(Items listed in a dataset)

----------------------------------------

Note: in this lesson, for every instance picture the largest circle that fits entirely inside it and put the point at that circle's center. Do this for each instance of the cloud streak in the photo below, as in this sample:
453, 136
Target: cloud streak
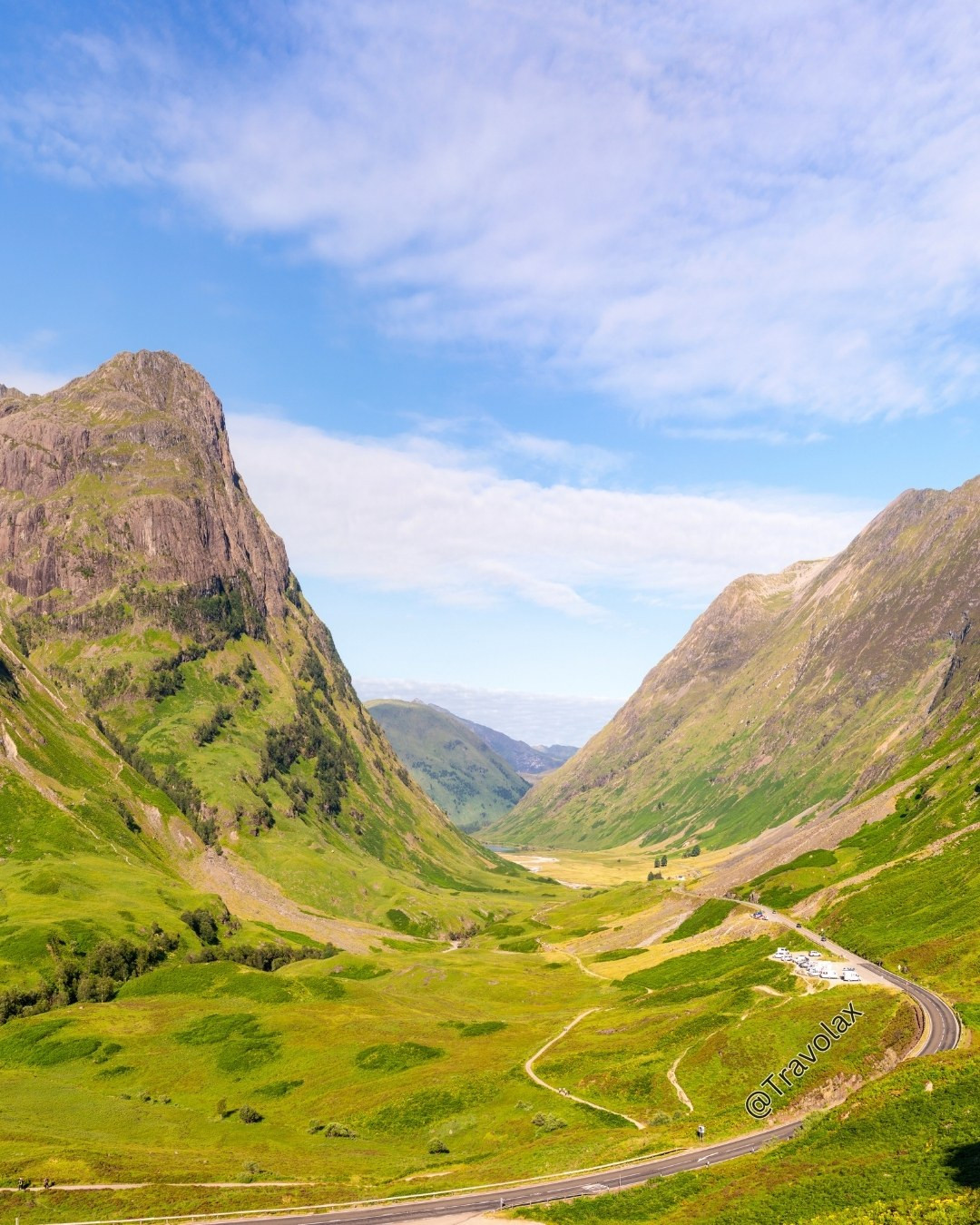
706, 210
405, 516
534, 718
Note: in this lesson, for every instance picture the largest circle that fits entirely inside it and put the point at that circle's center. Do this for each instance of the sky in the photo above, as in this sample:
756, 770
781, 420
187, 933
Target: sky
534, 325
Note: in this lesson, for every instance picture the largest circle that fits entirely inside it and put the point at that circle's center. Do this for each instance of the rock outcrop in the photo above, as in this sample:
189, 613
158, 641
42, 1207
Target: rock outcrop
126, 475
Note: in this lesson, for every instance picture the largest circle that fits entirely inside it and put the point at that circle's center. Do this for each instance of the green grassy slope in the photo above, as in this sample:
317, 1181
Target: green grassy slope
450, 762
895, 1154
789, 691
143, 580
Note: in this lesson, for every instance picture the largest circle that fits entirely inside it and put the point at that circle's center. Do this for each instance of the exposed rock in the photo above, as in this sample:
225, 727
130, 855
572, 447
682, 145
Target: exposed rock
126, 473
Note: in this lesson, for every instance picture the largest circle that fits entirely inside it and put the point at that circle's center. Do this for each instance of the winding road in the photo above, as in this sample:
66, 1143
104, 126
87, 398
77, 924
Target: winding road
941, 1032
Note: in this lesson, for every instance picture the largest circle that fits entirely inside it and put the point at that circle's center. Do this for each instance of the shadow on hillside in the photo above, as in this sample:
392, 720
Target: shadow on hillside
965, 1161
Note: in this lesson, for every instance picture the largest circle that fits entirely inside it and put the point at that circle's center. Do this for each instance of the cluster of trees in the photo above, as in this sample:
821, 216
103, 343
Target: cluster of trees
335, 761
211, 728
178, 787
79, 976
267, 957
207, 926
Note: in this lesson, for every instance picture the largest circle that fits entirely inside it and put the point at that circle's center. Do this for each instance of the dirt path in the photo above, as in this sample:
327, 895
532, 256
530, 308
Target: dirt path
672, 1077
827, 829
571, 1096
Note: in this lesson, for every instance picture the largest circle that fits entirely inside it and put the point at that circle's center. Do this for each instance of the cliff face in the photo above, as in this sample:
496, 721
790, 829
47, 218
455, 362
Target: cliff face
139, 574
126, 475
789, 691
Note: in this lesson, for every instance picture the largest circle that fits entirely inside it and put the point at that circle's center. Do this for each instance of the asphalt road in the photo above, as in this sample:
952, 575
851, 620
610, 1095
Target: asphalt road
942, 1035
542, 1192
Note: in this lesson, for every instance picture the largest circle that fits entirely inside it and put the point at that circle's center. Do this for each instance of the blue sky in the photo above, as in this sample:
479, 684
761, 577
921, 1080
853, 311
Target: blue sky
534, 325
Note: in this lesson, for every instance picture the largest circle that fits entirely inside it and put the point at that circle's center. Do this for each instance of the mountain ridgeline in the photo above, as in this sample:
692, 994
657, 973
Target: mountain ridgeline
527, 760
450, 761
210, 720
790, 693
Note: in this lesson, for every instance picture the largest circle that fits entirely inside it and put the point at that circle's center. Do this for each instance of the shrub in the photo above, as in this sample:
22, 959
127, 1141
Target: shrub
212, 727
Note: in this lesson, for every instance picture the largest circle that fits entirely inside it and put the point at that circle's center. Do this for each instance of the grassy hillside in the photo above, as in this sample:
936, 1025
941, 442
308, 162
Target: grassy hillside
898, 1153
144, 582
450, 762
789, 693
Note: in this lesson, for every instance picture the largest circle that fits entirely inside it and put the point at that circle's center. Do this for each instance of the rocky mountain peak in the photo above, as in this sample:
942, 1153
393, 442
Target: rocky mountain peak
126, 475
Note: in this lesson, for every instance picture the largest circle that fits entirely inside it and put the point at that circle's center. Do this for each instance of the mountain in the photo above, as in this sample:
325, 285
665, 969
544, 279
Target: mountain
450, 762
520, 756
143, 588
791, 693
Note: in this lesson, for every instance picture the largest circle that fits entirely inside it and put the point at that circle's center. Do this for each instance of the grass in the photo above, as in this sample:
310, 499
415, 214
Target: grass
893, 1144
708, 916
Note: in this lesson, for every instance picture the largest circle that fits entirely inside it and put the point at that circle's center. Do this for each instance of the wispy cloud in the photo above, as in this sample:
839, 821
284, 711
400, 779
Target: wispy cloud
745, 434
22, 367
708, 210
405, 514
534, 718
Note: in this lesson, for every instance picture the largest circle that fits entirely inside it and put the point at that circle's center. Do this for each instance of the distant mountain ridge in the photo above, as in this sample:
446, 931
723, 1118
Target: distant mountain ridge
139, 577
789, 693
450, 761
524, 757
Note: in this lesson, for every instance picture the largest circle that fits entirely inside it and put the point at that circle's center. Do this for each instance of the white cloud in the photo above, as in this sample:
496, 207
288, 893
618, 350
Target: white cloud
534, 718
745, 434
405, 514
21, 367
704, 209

----------------------------------------

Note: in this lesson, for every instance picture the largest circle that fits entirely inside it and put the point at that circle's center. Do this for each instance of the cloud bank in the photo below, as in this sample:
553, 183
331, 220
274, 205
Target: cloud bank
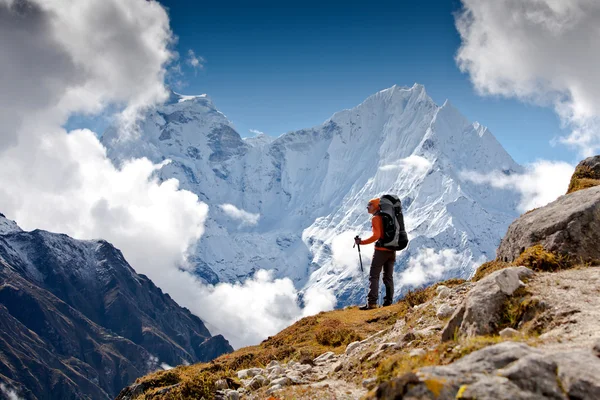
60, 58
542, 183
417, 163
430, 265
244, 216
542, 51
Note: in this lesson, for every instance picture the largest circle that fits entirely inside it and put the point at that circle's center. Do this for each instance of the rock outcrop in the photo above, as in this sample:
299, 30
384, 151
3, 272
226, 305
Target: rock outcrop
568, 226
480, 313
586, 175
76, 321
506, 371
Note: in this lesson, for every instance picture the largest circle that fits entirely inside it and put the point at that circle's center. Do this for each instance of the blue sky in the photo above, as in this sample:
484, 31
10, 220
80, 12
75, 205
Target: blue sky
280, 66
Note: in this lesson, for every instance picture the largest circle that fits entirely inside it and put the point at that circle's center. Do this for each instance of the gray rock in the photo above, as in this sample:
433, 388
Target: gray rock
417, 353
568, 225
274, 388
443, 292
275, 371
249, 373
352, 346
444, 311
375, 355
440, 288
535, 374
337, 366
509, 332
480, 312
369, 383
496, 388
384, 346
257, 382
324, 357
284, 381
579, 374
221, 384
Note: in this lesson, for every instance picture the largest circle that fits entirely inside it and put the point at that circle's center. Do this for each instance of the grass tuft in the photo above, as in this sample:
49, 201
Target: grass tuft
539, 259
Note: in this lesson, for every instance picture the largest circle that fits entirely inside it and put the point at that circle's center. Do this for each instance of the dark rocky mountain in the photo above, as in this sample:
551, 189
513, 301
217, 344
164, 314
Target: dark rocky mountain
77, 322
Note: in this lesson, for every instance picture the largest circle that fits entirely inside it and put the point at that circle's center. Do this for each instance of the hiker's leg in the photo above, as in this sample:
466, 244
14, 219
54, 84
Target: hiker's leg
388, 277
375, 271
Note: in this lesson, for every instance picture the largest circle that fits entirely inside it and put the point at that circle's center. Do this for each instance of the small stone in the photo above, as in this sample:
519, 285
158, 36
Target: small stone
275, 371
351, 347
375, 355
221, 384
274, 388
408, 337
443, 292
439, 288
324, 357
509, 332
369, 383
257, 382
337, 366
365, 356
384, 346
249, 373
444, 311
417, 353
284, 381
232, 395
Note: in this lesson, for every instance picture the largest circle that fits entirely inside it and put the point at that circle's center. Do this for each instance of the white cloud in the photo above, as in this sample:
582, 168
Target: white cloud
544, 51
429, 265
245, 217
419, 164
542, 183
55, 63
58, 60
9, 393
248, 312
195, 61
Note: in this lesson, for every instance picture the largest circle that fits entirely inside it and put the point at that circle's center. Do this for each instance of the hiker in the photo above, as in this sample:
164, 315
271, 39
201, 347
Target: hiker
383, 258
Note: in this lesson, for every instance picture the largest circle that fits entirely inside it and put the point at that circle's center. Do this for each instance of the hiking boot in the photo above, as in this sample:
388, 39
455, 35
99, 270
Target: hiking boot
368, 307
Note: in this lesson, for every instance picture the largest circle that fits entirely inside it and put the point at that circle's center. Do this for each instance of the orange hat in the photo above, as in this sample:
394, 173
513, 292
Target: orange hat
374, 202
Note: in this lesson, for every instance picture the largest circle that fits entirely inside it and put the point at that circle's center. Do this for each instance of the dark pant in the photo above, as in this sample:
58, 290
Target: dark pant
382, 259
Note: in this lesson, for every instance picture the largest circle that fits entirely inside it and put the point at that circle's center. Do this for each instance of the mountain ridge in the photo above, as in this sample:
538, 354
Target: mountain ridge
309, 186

----------------------------------------

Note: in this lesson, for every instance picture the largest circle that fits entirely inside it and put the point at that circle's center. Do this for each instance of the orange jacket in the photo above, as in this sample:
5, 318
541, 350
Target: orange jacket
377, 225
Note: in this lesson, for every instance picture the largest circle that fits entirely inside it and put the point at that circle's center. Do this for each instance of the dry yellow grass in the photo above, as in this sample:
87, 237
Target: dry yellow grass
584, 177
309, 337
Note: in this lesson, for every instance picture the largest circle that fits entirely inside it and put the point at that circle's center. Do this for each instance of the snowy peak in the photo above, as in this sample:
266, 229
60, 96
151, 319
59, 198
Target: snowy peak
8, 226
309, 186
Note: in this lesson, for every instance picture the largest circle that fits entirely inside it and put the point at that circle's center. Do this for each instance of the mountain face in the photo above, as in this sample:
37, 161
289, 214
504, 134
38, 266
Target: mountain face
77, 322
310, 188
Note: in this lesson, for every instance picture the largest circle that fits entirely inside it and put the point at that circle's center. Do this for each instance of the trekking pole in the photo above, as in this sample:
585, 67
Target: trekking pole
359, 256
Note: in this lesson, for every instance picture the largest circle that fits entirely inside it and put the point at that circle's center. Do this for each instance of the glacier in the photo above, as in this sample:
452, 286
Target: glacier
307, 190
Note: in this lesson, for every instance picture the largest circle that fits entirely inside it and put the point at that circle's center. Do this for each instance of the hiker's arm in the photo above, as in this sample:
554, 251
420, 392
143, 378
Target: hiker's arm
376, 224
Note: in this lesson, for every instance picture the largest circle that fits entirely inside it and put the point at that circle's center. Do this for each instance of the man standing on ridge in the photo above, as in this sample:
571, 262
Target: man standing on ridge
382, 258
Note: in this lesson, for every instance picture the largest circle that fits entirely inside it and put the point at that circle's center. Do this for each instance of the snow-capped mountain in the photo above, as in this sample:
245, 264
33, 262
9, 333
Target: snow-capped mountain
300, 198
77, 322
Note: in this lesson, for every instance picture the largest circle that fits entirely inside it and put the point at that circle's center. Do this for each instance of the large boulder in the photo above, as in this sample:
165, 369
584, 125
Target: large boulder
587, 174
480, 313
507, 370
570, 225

----------------------------------------

Filter the records, keeping only lines that contain "below", and show those lines.

### Reply to the exercise
Note: in this lesson, for every instance picture the largest circle that fits entirely inside it and put the point at that circle's center. Do this for each instance of the cloud streak in the photo below, as in this sample:
Note: in this lesson, for every instance picture the largest circle that fits entirely inside it and put the point at that circle's center. Do this for each instance of the cloud bank in the photo below, as in this sample:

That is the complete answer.